• [Records for processing]
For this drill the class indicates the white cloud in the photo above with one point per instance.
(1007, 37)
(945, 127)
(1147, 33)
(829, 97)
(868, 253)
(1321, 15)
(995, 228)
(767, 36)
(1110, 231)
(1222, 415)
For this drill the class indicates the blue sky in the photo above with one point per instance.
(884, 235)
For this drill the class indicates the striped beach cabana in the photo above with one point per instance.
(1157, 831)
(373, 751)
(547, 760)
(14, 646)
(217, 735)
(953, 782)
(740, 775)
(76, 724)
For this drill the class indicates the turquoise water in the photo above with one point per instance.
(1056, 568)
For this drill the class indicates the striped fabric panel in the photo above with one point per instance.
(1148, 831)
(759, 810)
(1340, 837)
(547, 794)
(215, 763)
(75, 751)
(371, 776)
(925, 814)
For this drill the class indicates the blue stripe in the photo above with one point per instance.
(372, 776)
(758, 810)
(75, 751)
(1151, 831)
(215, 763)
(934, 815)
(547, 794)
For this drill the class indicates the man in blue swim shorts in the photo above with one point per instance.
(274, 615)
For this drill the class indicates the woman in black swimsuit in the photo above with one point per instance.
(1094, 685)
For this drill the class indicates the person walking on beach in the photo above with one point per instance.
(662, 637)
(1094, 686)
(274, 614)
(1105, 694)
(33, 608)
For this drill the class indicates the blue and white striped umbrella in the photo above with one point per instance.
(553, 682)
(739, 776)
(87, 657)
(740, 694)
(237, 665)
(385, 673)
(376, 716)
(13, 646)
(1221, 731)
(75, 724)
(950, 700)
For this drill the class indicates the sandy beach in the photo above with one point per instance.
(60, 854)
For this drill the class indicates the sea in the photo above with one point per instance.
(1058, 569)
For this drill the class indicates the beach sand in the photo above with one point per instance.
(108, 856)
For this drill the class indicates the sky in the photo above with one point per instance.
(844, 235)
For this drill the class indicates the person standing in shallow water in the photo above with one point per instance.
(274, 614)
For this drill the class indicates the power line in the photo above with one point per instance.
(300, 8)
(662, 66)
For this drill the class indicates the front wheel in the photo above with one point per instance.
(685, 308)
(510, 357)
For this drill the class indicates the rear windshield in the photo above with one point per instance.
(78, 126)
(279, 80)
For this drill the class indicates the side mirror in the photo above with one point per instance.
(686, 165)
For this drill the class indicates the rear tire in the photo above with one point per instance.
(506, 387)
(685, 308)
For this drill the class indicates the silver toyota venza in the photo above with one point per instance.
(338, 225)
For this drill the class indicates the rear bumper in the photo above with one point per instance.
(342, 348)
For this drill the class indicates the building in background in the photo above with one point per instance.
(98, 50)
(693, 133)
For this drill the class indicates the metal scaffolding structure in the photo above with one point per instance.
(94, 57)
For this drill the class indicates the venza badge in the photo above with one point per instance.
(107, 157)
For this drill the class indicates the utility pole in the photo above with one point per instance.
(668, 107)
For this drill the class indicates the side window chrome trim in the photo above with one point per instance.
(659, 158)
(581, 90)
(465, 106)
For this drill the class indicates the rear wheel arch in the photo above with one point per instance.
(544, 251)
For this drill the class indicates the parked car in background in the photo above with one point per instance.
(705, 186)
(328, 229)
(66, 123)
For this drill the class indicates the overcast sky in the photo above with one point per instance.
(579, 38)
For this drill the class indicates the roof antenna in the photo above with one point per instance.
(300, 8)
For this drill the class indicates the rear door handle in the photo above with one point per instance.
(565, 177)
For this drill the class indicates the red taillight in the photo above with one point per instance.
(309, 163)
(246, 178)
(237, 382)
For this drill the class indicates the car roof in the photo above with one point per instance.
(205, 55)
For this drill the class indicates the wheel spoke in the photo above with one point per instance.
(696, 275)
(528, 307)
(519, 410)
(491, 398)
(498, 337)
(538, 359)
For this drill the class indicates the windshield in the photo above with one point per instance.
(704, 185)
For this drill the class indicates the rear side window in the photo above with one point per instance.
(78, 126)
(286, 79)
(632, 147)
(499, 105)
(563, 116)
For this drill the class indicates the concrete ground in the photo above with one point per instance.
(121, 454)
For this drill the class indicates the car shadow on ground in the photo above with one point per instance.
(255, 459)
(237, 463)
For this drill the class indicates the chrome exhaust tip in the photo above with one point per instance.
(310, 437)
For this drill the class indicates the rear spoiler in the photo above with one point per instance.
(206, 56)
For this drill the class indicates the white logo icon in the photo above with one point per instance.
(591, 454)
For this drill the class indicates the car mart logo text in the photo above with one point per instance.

• [Work instruction] The records above must be transcribed in full, word for word.

• [Output of the task]
For this drill the class indicates the white cloud in the photo above with one point per instance.
(1007, 37)
(945, 127)
(1147, 33)
(829, 97)
(868, 253)
(1321, 15)
(995, 228)
(767, 36)
(1110, 231)
(1222, 415)
For this drill the class indicates the blue sky in the photo above with one point per instance.
(884, 235)
For this drill the class indicates the striped beach cabana in the photo above with one point per instance.
(1157, 831)
(373, 751)
(547, 760)
(14, 646)
(217, 735)
(953, 782)
(740, 775)
(76, 724)
For this drill the class indicates the turquoise water in the photo above with one point per instance.
(1056, 568)
For this drill the class indicates the striped fabric panel in the photo above with one point per instance.
(1148, 831)
(759, 810)
(1340, 837)
(547, 794)
(215, 763)
(75, 751)
(371, 776)
(925, 814)
For this drill the class indicates the blue stripe in the photo above with one point per instance.
(372, 776)
(758, 810)
(75, 751)
(1151, 831)
(215, 763)
(934, 815)
(547, 794)
For this drill the class indicates the man in blue swim shorts in the photo above with one point per instance.
(274, 615)
For this drill the class indicates the woman in black swimsuit in the photo above with one point per instance.
(1094, 685)
For this drill the class indicates the person walking on beach in the photo above with one point per instance.
(662, 637)
(1094, 686)
(274, 614)
(1105, 694)
(33, 608)
For this drill the class indicates the blue and white striped umbrella in the photo above with one point per instance.
(553, 682)
(739, 776)
(87, 657)
(740, 694)
(237, 665)
(385, 673)
(376, 716)
(13, 646)
(1221, 731)
(75, 724)
(950, 700)
For this drill the class indicates the sandy beach in the photo above with one point per instance.
(60, 854)
For this drill the class indicates the sea in the photo above with one point per instance.
(1058, 569)
For this drill the class indicates the beach sand in the photo above with one point per instance.
(108, 856)
For this drill the class indicates the sky in the photo above with one point per instance.
(844, 235)
For this drill the class indicates the person standing in shallow water in the photo above with one point per instance.
(274, 614)
For this drill the class indicates the power line in the photo above with one point per instance.
(300, 8)
(662, 66)
For this drill the class indicates the front wheel in the photo above with one point per instance.
(685, 308)
(510, 357)
For this drill the class indicates the rear windshield in the photo above with one point per instance.
(78, 126)
(279, 80)
For this drill the class indicates the side mirror in the photo above with one point per instance.
(686, 165)
For this drill the class indicates the rear tire in the photo above with one point per instance.
(506, 387)
(685, 308)
For this drill the class indicates the silver toyota venza in the photo above with one point per instance.
(338, 225)
For this drill the class indicates the rear bumper in the photo above with one point per instance.
(342, 348)
For this drill the class indicates the building in background in the photo above with one point per instance.
(98, 50)
(693, 133)
For this drill the class indicates the metal scaffolding structure in the photo above with one point per instance.
(94, 57)
For this drill the class indicates the venza badge in the photo above with one point per instance.
(107, 157)
For this drill the class indicates the utility pole in the photo above with one point per instance.
(668, 107)
For this drill the class indicates the side window chrome trim in the photo above with one point per instance.
(659, 158)
(581, 90)
(465, 106)
For this drill the class indicates the rear wheel arch in the photo above with one point per instance.
(544, 251)
For this drill the class indicates the parked car in background in the photo above with one point per instance.
(705, 186)
(328, 229)
(66, 123)
For this drill the class indicates the overcast sky in the photo above with one point per instance.
(579, 38)
For this drill the class indicates the roof antenna in the photo above with one point per instance.
(300, 8)
For this drill the class indicates the rear door handle in the photo above with one point per instance.
(565, 177)
For this drill the class indicates the red taillight in the photo above with one point per instance.
(309, 163)
(246, 178)
(237, 382)
For this drill the class indicates the car roof in the photo above with one point per instance.
(205, 55)
For this drill the class indicates the wheel spoke in the photo above with one point per instance.
(696, 275)
(528, 307)
(519, 410)
(491, 398)
(498, 337)
(538, 359)
For this drill the class indicates the windshield in the photo above with one point per instance.
(704, 185)
For this drill the class indicates the rear side window in the photo above with one point per instance.
(78, 126)
(286, 79)
(632, 147)
(499, 105)
(563, 116)
For this drill the class indicates the concrete ground in the photo above with one point per instance.
(121, 454)
For this drill the class indicates the car shadow on ground in the photo above with one point per instance.
(255, 459)
(237, 463)
For this drill the class indicates the chrome exhaust tip in the photo above with one point per instance.
(310, 437)
For this drill the class indicates the rear spoiler in the photo above with one point per instance.
(206, 56)
For this drill the class indicates the white logo icon in the photo above with one point per instance.
(591, 454)
For this drill the class indicates the car mart logo text in the photo above with one point per instance.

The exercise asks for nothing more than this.